### Task to carry out
Copy out the lines below word for word, omitting the pictures.

------------------------

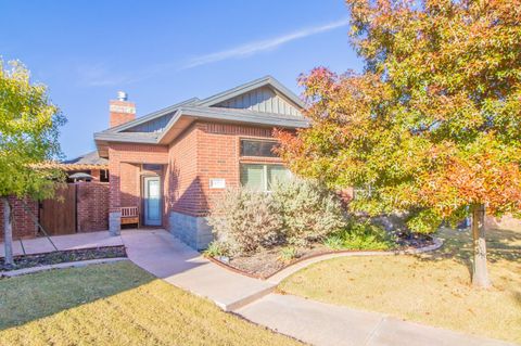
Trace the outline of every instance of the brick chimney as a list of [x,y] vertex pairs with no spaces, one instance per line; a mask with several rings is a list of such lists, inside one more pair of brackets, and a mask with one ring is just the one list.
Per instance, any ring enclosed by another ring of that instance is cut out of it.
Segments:
[[117,100],[109,102],[111,113],[110,127],[115,127],[136,119],[136,104],[127,101],[127,93],[117,92]]

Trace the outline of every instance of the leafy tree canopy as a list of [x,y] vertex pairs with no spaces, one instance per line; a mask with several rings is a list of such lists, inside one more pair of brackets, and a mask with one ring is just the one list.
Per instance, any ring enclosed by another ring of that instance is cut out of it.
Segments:
[[473,205],[519,212],[520,1],[346,3],[365,71],[301,77],[312,127],[279,132],[291,168],[369,187],[353,209],[408,210],[420,232]]
[[61,156],[59,127],[64,116],[47,87],[31,84],[18,62],[0,60],[0,196],[52,196],[56,169],[35,168]]

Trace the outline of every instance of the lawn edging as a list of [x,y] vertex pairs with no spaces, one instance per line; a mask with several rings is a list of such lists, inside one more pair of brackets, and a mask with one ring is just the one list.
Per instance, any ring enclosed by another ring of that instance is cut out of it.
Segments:
[[302,259],[297,259],[287,267],[283,267],[282,269],[278,270],[277,272],[272,273],[269,277],[260,277],[260,275],[255,275],[249,272],[245,272],[243,270],[240,270],[236,267],[229,266],[216,258],[208,257],[208,259],[227,269],[232,272],[242,274],[244,277],[253,278],[253,279],[259,279],[267,281],[269,283],[272,283],[275,285],[278,285],[282,280],[285,278],[292,275],[293,273],[297,272],[301,269],[304,269],[313,264],[327,260],[327,259],[332,259],[332,258],[338,258],[338,257],[351,257],[351,256],[398,256],[398,255],[417,255],[417,254],[422,254],[422,253],[428,253],[432,252],[435,249],[439,249],[443,245],[443,240],[440,238],[432,238],[433,244],[423,246],[423,247],[418,247],[418,248],[406,248],[406,249],[399,249],[399,251],[332,251],[329,253],[325,254],[317,254],[314,256],[305,257]]
[[13,278],[13,277],[25,275],[25,274],[30,274],[30,273],[52,270],[52,269],[86,267],[91,265],[110,264],[110,262],[115,262],[120,260],[129,260],[129,259],[127,257],[113,257],[113,258],[97,258],[97,259],[67,261],[63,264],[22,268],[22,269],[10,270],[10,271],[0,271],[0,278]]

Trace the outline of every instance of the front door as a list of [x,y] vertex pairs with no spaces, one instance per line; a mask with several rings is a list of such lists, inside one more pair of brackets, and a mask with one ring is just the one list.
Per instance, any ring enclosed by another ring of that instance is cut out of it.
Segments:
[[144,225],[161,226],[160,177],[144,178]]

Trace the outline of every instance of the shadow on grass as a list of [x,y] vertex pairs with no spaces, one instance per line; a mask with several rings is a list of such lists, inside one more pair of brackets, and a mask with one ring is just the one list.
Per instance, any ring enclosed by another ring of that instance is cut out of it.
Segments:
[[[420,260],[455,259],[463,264],[472,273],[472,235],[470,229],[457,230],[443,228],[436,236],[444,240],[443,246],[432,253],[419,255]],[[521,260],[521,232],[491,229],[486,233],[487,260]]]
[[147,284],[155,278],[130,261],[0,280],[0,331]]

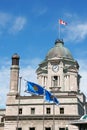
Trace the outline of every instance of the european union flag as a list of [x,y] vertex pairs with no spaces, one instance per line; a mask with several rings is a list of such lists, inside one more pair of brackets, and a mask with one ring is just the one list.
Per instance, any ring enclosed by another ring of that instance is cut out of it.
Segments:
[[45,100],[49,103],[55,103],[56,105],[59,104],[57,97],[51,94],[49,91],[45,90]]
[[29,92],[35,95],[44,95],[44,88],[36,83],[27,81],[26,92]]

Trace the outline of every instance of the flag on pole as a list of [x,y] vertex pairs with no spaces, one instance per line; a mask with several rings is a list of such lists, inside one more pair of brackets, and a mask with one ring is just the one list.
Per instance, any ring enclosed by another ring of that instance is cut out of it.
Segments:
[[35,95],[44,95],[44,88],[36,83],[27,81],[26,92],[35,94]]
[[49,103],[55,103],[56,105],[59,104],[59,101],[57,97],[55,97],[53,94],[51,94],[49,91],[45,90],[45,101]]
[[59,24],[67,25],[67,23],[65,21],[63,21],[62,19],[59,19]]

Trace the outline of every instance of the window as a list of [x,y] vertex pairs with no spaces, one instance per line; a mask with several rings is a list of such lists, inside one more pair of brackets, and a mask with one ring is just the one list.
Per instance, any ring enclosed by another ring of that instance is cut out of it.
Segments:
[[29,130],[35,130],[35,127],[31,127]]
[[58,76],[53,76],[53,87],[58,86]]
[[4,118],[3,117],[1,118],[1,122],[4,122]]
[[45,130],[51,130],[51,128],[50,128],[50,127],[47,127],[47,128],[45,128]]
[[50,108],[46,108],[46,113],[50,114]]
[[16,130],[22,130],[22,128],[16,128]]
[[64,108],[60,108],[60,114],[64,114]]
[[35,114],[35,108],[31,108],[31,114]]
[[22,114],[22,108],[19,108],[18,112],[19,112],[19,114]]

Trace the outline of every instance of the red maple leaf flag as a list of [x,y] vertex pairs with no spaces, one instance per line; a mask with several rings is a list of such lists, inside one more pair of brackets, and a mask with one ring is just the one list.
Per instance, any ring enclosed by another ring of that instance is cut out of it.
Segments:
[[59,19],[59,24],[67,25],[67,23],[63,21],[62,19]]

------------------------

### Completed exercise
Trace the outline of every instance of the brick chimney as a list of [x,y] vertex pairs with no spaces, one instance per line; a mask with several rings is a list of such lists, inside one more pair of brackets, and a mask with one ring is just the one list.
Per instance, any ring enclosed by another ring of that instance is cut out of it.
Segments:
[[117,100],[109,102],[111,113],[110,127],[115,127],[136,119],[136,104],[127,101],[127,93],[117,92]]

Trace the outline of every instance of the leafy tree canopy as a list of [x,y] vertex pairs with no spaces, one instance per line; a mask with several rings is a list of such lists, inside one more pair of brackets, and a mask with one ring is just the one list.
Per instance, any ring enclosed by another ring of that instance is cut out of it.
Segments:
[[473,205],[519,212],[520,1],[346,3],[365,71],[301,77],[312,127],[279,132],[291,168],[369,187],[353,209],[408,210],[420,232]]
[[61,156],[59,127],[64,116],[47,87],[31,84],[18,62],[0,60],[0,196],[52,196],[56,169],[35,168]]

Trace the outline of every instance of the lawn edging as a list of [x,y] vertex pairs with no spaces, one instance per line; a mask with several rings is a list of such lists, inside one more pair of brackets, and a mask with one ring is just the one list.
Per instance, any ring enclosed by another ring of that instance is cut out of it.
Segments:
[[302,259],[297,259],[287,267],[283,267],[282,269],[278,270],[277,272],[272,273],[269,277],[260,277],[260,275],[255,275],[249,272],[245,272],[243,270],[240,270],[236,267],[229,266],[216,258],[208,257],[208,259],[227,269],[232,272],[242,274],[244,277],[253,278],[253,279],[259,279],[267,281],[269,283],[272,283],[275,285],[278,285],[282,280],[285,278],[292,275],[293,273],[297,272],[301,269],[304,269],[313,264],[327,260],[327,259],[332,259],[332,258],[338,258],[338,257],[351,257],[351,256],[398,256],[398,255],[417,255],[417,254],[422,254],[422,253],[428,253],[432,252],[435,249],[439,249],[443,245],[443,240],[440,238],[432,238],[433,244],[423,246],[423,247],[418,247],[418,248],[406,248],[406,249],[399,249],[399,251],[332,251],[329,253],[325,254],[317,254],[314,256],[305,257]]
[[13,278],[13,277],[25,275],[25,274],[30,274],[30,273],[52,270],[52,269],[86,267],[91,265],[110,264],[110,262],[115,262],[120,260],[129,260],[129,259],[127,257],[113,257],[113,258],[97,258],[97,259],[67,261],[63,264],[22,268],[22,269],[10,270],[10,271],[0,271],[0,278]]

Trace the outline of every instance of the front door as a list of [x,y] vertex pairs with no spaces, one instance per line; a mask with several rings is a list of such lists, inside one more pair of brackets, and a mask with one ring is just the one list.
Per instance, any ring enclosed by another ring of that instance is cut out of it.
Segments:
[[144,225],[161,226],[160,177],[144,178]]

Trace the outline of every instance of the shadow on grass as a list of [x,y] vertex pairs with no spaces, one instance per line; a mask with several rings is a list of such lists, inside one more pair of brackets, and a mask with one ring is just the one list.
Per instance, any ring enclosed by another ring of that instance is cut out of it.
Segments:
[[[420,260],[455,259],[463,264],[472,273],[472,235],[470,229],[457,230],[443,228],[436,236],[444,240],[443,246],[432,253],[419,255]],[[521,260],[521,232],[491,229],[486,233],[487,260]]]
[[147,284],[155,278],[130,261],[0,280],[0,331]]

Trace the outline of every instance of the european union flag as a list of [x,y] vertex pairs with no spaces, one instance per line; a mask with several rings is a list of such lists, inside one more pair of brackets, and a mask with one ring is just the one list.
Per instance, any ring enclosed by another ring of that instance is cut out of it.
Segments:
[[45,100],[49,103],[55,103],[56,105],[59,104],[57,97],[51,94],[49,91],[45,90]]
[[29,92],[35,95],[44,95],[44,88],[36,83],[27,81],[26,92]]

Trace the outline of every instance of the flag on pole as a list of [x,y] vertex pairs with no spaces, one instance per line; a mask with several rings is a list of such lists, inside one more pair of brackets, and a mask with one ring is just the one list.
Per instance, any ring enclosed by another ring of that instance is cut out of it.
Segments:
[[35,95],[44,95],[44,88],[36,83],[27,81],[26,92],[35,94]]
[[49,103],[55,103],[56,105],[59,104],[59,101],[57,97],[55,97],[53,94],[51,94],[49,91],[45,90],[45,101]]
[[59,24],[67,25],[67,23],[65,21],[63,21],[62,19],[59,19]]

Trace the outline of every instance of the window as a list of [x,y] vertex pairs with no spaces, one instance per line; a mask with several rings is a list of such lists, inside one more pair of brackets, and a mask with one ring is just the one list.
Per instance, any ring enclosed by another ring of that instance is cut out of it.
Segments:
[[29,130],[35,130],[35,127],[31,127]]
[[58,76],[53,76],[53,87],[58,86]]
[[4,118],[3,117],[1,118],[1,122],[4,122]]
[[45,130],[51,130],[51,128],[50,128],[50,127],[47,127],[47,128],[45,128]]
[[50,108],[46,108],[46,113],[50,114]]
[[16,130],[22,130],[22,128],[16,128]]
[[64,108],[60,108],[60,114],[64,114]]
[[35,114],[35,108],[31,108],[31,114]]
[[22,114],[22,108],[19,108],[18,112],[19,112],[19,114]]

Trace the outline of every instance of the red maple leaf flag as a list of [x,y] vertex pairs with no spaces, one instance per line; a mask with several rings is a list of such lists, inside one more pair of brackets, and a mask with one ring is just the one list.
Per instance, any ring enclosed by another ring of that instance is cut out of it.
Segments:
[[59,19],[59,24],[67,25],[67,23],[63,21],[62,19]]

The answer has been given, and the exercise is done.